• _Exercise_
Start with the line containing "Please mark the boy's" and write out each line through the end of the listing, exactly as given.

################

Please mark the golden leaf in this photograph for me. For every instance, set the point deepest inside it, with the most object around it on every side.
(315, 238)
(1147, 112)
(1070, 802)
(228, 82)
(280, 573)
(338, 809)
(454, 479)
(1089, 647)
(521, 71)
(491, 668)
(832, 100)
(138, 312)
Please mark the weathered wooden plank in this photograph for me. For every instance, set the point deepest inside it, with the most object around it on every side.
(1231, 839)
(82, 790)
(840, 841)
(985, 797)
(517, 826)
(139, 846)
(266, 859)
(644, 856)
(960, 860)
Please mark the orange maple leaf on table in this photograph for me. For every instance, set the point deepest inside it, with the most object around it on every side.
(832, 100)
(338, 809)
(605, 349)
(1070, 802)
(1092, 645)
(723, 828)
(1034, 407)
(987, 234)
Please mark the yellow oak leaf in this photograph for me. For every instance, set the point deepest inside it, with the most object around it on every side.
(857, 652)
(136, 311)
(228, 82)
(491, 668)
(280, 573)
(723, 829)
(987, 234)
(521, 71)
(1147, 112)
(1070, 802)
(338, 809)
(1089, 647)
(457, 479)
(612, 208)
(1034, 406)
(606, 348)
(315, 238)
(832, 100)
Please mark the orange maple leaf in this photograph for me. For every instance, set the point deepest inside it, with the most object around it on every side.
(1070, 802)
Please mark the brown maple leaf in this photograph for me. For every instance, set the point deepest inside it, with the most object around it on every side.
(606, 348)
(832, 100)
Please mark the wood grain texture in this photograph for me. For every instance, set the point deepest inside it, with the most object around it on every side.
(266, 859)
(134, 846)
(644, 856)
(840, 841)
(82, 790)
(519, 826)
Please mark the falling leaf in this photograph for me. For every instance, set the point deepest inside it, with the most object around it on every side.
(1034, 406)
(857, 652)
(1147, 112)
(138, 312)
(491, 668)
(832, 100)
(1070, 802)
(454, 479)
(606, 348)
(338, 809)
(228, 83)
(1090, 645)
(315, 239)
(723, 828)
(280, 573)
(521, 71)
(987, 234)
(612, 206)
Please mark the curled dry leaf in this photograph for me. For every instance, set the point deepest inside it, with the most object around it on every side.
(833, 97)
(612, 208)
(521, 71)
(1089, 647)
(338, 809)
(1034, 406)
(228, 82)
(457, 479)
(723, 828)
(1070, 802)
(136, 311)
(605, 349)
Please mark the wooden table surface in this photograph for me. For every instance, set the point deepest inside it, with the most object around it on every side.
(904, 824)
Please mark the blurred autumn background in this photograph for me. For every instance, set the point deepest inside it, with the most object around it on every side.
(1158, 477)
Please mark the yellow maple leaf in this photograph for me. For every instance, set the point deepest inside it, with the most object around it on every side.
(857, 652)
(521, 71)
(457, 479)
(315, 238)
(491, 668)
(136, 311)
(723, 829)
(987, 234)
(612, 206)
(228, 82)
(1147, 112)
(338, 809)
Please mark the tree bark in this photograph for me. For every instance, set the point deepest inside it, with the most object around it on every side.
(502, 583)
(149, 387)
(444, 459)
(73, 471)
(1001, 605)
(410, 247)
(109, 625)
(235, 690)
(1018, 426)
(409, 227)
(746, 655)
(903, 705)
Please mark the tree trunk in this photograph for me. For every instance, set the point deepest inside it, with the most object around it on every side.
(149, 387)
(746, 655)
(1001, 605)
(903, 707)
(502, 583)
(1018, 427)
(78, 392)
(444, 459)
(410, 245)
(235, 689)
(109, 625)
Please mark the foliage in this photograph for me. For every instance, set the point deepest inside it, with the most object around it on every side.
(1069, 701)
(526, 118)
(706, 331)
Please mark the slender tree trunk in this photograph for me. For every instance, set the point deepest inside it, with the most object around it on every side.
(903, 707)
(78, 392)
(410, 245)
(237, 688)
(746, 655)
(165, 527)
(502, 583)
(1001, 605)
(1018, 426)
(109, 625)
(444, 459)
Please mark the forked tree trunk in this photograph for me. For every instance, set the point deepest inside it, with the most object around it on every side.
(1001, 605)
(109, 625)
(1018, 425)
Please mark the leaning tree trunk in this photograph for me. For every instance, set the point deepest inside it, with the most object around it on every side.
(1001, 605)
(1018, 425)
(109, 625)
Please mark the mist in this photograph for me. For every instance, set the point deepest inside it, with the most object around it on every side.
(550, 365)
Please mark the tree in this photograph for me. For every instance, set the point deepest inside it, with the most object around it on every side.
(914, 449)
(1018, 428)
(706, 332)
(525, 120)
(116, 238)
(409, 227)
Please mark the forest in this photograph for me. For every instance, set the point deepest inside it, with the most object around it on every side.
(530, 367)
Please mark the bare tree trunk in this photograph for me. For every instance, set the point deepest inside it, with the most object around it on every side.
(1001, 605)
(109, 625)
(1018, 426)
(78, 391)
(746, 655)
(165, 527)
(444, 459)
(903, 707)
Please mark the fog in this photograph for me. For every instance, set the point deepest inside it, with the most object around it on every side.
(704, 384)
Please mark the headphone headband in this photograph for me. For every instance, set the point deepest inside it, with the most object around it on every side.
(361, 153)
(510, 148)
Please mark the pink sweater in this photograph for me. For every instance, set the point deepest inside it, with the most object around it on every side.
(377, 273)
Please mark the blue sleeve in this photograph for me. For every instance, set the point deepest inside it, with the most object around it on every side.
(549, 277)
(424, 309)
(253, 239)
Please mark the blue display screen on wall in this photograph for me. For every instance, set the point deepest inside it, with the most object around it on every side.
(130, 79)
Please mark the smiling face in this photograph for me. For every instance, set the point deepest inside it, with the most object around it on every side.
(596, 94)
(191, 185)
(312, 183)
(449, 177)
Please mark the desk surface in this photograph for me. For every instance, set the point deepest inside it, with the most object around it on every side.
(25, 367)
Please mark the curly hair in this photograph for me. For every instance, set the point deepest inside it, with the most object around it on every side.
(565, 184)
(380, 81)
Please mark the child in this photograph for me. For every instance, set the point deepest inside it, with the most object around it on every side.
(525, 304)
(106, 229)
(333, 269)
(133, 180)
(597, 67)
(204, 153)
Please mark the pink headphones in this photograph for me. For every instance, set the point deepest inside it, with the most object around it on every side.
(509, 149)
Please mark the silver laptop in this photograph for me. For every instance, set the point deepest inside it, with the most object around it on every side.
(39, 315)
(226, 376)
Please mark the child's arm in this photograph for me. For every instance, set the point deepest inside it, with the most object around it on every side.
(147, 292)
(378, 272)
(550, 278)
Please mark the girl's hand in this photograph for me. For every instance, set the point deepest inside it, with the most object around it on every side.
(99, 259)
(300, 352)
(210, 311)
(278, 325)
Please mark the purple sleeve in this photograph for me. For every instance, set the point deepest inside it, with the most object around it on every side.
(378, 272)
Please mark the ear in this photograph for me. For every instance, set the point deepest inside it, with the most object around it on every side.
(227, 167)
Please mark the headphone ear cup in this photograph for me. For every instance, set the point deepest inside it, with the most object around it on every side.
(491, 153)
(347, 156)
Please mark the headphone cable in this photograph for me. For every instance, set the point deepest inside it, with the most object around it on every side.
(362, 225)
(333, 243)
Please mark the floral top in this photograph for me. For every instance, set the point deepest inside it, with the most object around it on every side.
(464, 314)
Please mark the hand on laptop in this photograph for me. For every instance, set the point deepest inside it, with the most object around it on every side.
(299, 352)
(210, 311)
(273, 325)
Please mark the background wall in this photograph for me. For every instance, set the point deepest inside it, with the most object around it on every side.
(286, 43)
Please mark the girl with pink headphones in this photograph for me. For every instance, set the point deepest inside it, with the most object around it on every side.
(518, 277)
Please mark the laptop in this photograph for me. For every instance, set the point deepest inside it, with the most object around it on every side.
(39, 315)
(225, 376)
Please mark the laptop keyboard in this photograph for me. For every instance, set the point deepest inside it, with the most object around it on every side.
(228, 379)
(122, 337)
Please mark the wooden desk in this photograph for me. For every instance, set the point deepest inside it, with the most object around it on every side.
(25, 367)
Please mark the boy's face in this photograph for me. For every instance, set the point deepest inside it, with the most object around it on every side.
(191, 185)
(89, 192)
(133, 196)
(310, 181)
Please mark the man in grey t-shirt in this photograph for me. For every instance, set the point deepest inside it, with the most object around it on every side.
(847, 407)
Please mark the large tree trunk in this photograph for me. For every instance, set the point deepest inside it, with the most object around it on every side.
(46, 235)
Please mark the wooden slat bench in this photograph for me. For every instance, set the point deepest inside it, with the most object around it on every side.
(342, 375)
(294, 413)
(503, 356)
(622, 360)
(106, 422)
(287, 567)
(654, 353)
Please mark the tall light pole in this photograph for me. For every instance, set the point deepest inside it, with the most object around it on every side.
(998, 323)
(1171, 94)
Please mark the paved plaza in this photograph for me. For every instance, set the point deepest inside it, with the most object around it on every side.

################

• _Answer to this problem_
Please mark the boy's face in this photograph for me. For every instance, set the point deepest inside it, with the most object around it on every side.
(191, 185)
(89, 192)
(133, 196)
(310, 181)
Please mark the man in grey t-shirt in this photograph for me. For every instance, set the point deepest inside it, with the most object around it on every side.
(847, 407)
Please mark the large tree trunk in this photograph for me. For every instance, set the point deepest inside it, with the most object around it on every side.
(46, 235)
Please mark the wooden slat bench in this photograph for me. For every instance, set the point deepest inside it, with the most object around it on every side.
(342, 375)
(294, 413)
(503, 356)
(622, 360)
(106, 422)
(287, 567)
(654, 353)
Please mark the tall light pole in this photograph for me. For every instance, set the point deepest inside it, with the most object around it on every side.
(998, 323)
(1171, 94)
Please mark the paved plaza in this photograph for me. For every instance, set the point deepest inside it, with the most object around it on every side.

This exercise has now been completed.